━━━━━ Material for this exercise ━━━━━

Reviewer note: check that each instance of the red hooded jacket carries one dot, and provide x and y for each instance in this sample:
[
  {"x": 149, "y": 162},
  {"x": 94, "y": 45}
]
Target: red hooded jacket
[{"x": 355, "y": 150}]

━━━━━

* Directions for this task *
Render the rows above as a JSON list of strings, one string per line, with blank lines left out.

* Result for this task *
[
  "Reviewer note: check that each instance of the red hooded jacket carries one dot, and provide x and y for each instance in this sample:",
  "[",
  "  {\"x\": 149, \"y\": 162},",
  "  {\"x\": 94, \"y\": 45}",
  "]",
  "Target: red hooded jacket",
  "[{\"x\": 355, \"y\": 150}]"
]